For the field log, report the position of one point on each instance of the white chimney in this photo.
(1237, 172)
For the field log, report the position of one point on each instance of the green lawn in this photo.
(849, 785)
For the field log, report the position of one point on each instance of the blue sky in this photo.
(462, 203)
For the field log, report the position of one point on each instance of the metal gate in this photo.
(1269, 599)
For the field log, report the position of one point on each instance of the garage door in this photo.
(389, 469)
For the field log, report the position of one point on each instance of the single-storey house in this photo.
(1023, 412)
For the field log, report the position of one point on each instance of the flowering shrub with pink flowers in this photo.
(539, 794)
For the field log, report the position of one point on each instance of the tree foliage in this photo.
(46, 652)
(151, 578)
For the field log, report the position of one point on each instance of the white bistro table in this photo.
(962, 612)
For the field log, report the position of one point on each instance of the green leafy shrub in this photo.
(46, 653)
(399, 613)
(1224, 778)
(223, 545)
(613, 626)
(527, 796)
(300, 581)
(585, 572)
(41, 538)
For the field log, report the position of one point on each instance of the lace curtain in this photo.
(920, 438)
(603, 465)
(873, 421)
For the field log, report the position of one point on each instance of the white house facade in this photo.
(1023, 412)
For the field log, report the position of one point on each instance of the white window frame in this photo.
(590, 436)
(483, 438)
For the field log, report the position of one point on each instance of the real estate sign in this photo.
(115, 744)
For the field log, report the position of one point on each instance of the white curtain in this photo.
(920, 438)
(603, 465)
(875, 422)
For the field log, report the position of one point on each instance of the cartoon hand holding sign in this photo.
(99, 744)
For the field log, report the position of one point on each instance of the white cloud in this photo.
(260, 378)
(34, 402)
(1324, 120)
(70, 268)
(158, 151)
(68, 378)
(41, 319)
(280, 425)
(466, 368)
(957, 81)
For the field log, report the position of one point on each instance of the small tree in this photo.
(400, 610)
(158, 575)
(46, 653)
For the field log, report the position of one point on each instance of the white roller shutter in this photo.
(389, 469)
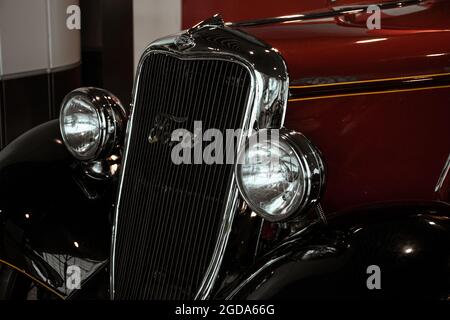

▶ _TASK TO COMPLETE_: Reproduce every line of the items above exactly, leaving out the picture.

▶ _RESULT BELOW_:
For the field log, report the position of one point on each instance of the white chimney in this photo.
(1237, 172)
For the field log, report the position of one point on each instance of the green lawn in this photo.
(849, 785)
For the field log, report the position of one point on each instance of the blue sky in this photo.
(462, 203)
For the field log, report the position of one point on each instance of the metal gate in this photo.
(1269, 599)
For the field log, report the position of one point on each instance of the garage door in this photo.
(389, 469)
For the field log, report the position of one point on each instance of the single-storey house in this photo.
(1023, 412)
For the field log, report the position of one point on each instance of the flowering shrub with pink flowers in this photo.
(539, 794)
For the field log, report the position of one point on each instance of the tree foliage in this photo.
(46, 652)
(151, 578)
For the field log, report the position of one point on each instance of the white bistro table in this photo.
(962, 612)
For the field log, report the position of one point on each instance of the green leafy shrub in this photo.
(46, 653)
(399, 613)
(1224, 778)
(223, 545)
(613, 626)
(527, 796)
(300, 581)
(585, 572)
(41, 538)
For the field log, report the position of one point on each instance of the lace curtain in this photo.
(920, 438)
(603, 465)
(873, 421)
For the field log, report the position of one point on each instance of the white house facade in this photo.
(1023, 412)
For the field log, report the position of one point on each instance of the white window frame in this photo.
(590, 436)
(483, 438)
For the field log, report the position of one point on each instance of the real estate sign in this photo.
(115, 744)
For the field log, report the position of one point on each instance of the white curtain in this photo.
(920, 438)
(603, 465)
(875, 422)
For the field log, report the position of one point on each instance of the cartoon hand holding sign in this photo.
(99, 744)
For the field log, report the position of one point on each instance of the white cloud in this photo.
(260, 378)
(34, 402)
(1324, 120)
(70, 268)
(158, 151)
(68, 378)
(41, 319)
(280, 425)
(466, 368)
(957, 81)
For the field log, report the position of one point on each instance of the small tree in this photo.
(400, 610)
(158, 575)
(46, 653)
For the field log, report the position of one point on each instance of the white roller shutter in this photo.
(389, 469)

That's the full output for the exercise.